Ternyata, mbak Google Maps memberikan rute yang berkelok. Melewati gang-gang kecil bak labirin yang posisinya di belakang Malioboro. Walaupun gang kecil berukuran hanya cukup untuk 1sepeda motor, namun bersih. Dan banyak kami lihat banyak hostel kelas backpacker.
Jikalau bukan pandemi, pasti hostel-hostel ini diramaikan oleh backpacker asal wisman. Mengingat itu, hati saya mencelos. Semoga pandemi segera berlalu dan kota yang menyenangkan ini menjadi ramai seperti sedia kala. Walaupun saat kunjungan kami kemarin, Jogja sudah mulai membuka diri dengan kondisi yang tetap waspada, jaga protokol kesehatan.
Akhirnya sampai di tempat tujuan. Dari jauh sudah terlihat antrian walaupun jam belum lagi menunjukkan pukul 7.
Rupanya bukan hanya kami saja yang ingin mencicipi gudeg legendaris Mbah Lindu yang berpulang tahun 2020 lalu. Saking istimewanya beliau pernah diangkat dalam saluran menonton berbayar Netflix. Dokumentasi perjalanannya sekian lama sebagai bakul gudeg -sampai-sampai almarhumah sendiri tak ingat persisnya- dapat kita saksikan dalam Original Series Netflix yaitu Street Food: Asia.
Sekarang Mbah Lindu sudah tiada, tetapi cara memasak dan racikannya dilanjutkan oleh generasi kedua tetap sebagaimana dilakukan Simbah dahulu. Gudeg di atas tungku terbuat dari tanah liat yang memanjang. Dalam satu tungku terdapat dua lubang yang berfungsi untuk memasak.
Termasuk tetap setia menggunakan tungku kayu bakar karena tingkat kepanasan yang dihasilkan oleh kayu bakar berbeda dengan kompor gas. Kayu bakar membuat masakan gudeg menjadi terasa istimewa.

────────────────────

• KEGIATAN 1
Jawab pertanyaan berikut berdasarkan teks tentang gudeg Mbah Lindu:
(a) Di mana letak gang-gang kecil yang dilewati rute dari Google Maps?
(b) Dalam seri Netflix apa perjalanan Mbah Lindu sebagai bakul gudeg didokumentasikan?
(c) Mengapa tungku kayu bakar tetap digunakan?
• KEGIATAN 2
Lanjutkan teks tentang gudeg Mbah Lindu mulai dari kalimat sesudah kalimat terakhirnya.

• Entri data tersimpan
────────────────────

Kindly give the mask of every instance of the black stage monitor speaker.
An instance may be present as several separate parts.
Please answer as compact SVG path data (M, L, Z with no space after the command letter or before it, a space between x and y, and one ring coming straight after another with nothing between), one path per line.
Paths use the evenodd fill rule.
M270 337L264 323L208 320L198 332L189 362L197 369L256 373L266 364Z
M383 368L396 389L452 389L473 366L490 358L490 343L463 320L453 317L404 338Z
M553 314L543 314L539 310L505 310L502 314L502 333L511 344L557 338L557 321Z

────────────────────

• JAWABAN AKHIR 1
(a) Di belakang Malioboro.
(b) Street Food: Asia.
(c) Tingkat kepanasan yang dihasilkan kayu bakar berbeda dengan kompor gas, sehingga masakan gudeg terasa istimewa.

• JAWABAN AKHIR 2
Dari warung kuliner Jogja Gudeg Mbah Lindu, saya baru tahu jika gudeg pun bisa disantap bersama bubur. Tidak hanya dengan nasi seperti yang selama ini saya ketahui.
Lupis Ketan Mbah Satinem
Selain Gudeg Mbah Lindu, Netflix pun featuring Mbah Satinem, sang legenda lupis ketan yang biasa menggelar kulakannya di selasaran Optik Yogya, tak jauh dari Tugu Selamat Datang.
Mirip dengan Gudeg Mbah Lindu, di sini pin kita harus mengantri. Antriannya bahkan lebih panjang. Agar calon pembeli tertib kita harus mengambil nomor dan akan dilayani sesuai nomor antrian. Yang membuat suasana lebih kompetitif adalah kita harus sabar diladeni oleh Mbah Satinem yang memotong satu demi satu lupis ketannya menggunakan benang. Padahal si Mbah harus bebenah sebelum toko optik beroperasi sekitar pukul 9 pagi.
Tak heran jika penikmat lupis ketan Mbah Satinem sudah mulai antri dari jam 5 pagi, selepas subuh!
Mangut Lele Mbah Marto
Dari semua kuliner khas Jogja yang saya uraikan, this is my favorit!
Kereceknya yang pedasnya top, disandingkan dengan sayur gudeg campur daun singkong plus tahu dan telur areh ditambah mangut lele. Jangan lupa kerupuk. Duuh, lidah ini berasa terperangkap dalam kenikmatan rasa yang belum bisa saya temukan di tempat lain! lebay ya? 😄
Berfoto bersama Mbah Marto |
Ada banyak hal yang tidak umum saat makan di warung Mbah Marto. Dimulai dari perjuangan untuk menemukan kediaman Mbah Marto yang terletak di tengah desa dan cukup sulit lokasi. Saking berlokasi di tengah desa, penikmat Mangut Lele Mbah Marto mesti berjalan kaki sekitar 10 menit dari tempat mobil diparkir yang di parkirnya pun di sisi sawah!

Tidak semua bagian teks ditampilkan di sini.